TASK OBJECTIVE :: Images appear in the records below; leave them out and repeat everything else exactly.

DATA RECORDS ::

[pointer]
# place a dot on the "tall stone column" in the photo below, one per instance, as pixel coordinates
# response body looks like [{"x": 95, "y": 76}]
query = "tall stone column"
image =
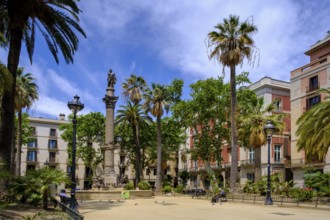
[{"x": 110, "y": 177}]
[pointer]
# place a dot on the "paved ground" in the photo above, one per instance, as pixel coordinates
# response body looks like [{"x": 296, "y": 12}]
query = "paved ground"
[{"x": 177, "y": 208}]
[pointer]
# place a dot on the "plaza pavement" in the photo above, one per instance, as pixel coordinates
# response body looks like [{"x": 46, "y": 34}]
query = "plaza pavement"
[{"x": 177, "y": 208}]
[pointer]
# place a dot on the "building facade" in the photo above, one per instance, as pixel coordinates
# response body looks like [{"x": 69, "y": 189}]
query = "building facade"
[
  {"x": 273, "y": 91},
  {"x": 47, "y": 148},
  {"x": 305, "y": 82}
]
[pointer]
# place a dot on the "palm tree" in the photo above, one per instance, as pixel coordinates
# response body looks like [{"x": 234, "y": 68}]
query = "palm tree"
[
  {"x": 58, "y": 23},
  {"x": 229, "y": 45},
  {"x": 251, "y": 121},
  {"x": 43, "y": 178},
  {"x": 156, "y": 100},
  {"x": 134, "y": 87},
  {"x": 5, "y": 79},
  {"x": 134, "y": 115},
  {"x": 314, "y": 130},
  {"x": 26, "y": 94}
]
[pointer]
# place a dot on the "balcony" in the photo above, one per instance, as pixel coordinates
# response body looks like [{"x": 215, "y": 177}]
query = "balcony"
[
  {"x": 53, "y": 161},
  {"x": 247, "y": 163},
  {"x": 227, "y": 165},
  {"x": 297, "y": 162},
  {"x": 31, "y": 161},
  {"x": 279, "y": 161},
  {"x": 312, "y": 88}
]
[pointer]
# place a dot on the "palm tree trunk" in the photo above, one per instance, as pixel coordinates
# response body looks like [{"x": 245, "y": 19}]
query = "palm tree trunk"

EXPECTED OUTPUT ::
[pointer]
# place a dot on the "tall stone column" in the photo below, one per instance, as pixel coordinates
# response body looks like [{"x": 95, "y": 76}]
query = "tall stone column"
image =
[{"x": 110, "y": 177}]
[pointer]
# place a dot on the "paved ground" in the photo above, one per instance, as pixel coordinates
# response body looks like [{"x": 296, "y": 12}]
query = "paved ground"
[{"x": 177, "y": 208}]
[pointer]
# place a dot on the "plaza pavement" in the photo above, one per instance, as pixel coordinates
# response body looks like [{"x": 46, "y": 34}]
query = "plaza pavement"
[{"x": 177, "y": 208}]
[pointer]
# place a dot on the "building facade" in the photo above, one per instance, as pixel coordinates
# response body looks like [{"x": 69, "y": 189}]
query = "building facade"
[
  {"x": 273, "y": 91},
  {"x": 47, "y": 148},
  {"x": 305, "y": 82}
]
[pointer]
# place a dot on the "palm tree" in the photo above, one per instance, as pixel coordinates
# response body looks like [{"x": 234, "y": 68}]
query = "palm tree"
[
  {"x": 58, "y": 23},
  {"x": 229, "y": 45},
  {"x": 251, "y": 121},
  {"x": 43, "y": 178},
  {"x": 156, "y": 100},
  {"x": 134, "y": 87},
  {"x": 5, "y": 79},
  {"x": 134, "y": 115},
  {"x": 314, "y": 130},
  {"x": 26, "y": 94}
]
[pointer]
# place a dot on the "balcony" in the photo above, one per instance, as pixel coordinates
# response body looks like [{"x": 215, "y": 177}]
query = "balcony"
[
  {"x": 53, "y": 161},
  {"x": 247, "y": 163},
  {"x": 227, "y": 165},
  {"x": 297, "y": 162},
  {"x": 31, "y": 161},
  {"x": 279, "y": 161},
  {"x": 312, "y": 88}
]
[pointer]
# place a dot on the "palm tree trunk" in the photo above, one per instance, as pixel coordinates
# response body looks like [{"x": 245, "y": 19}]
query = "palm tree trunk"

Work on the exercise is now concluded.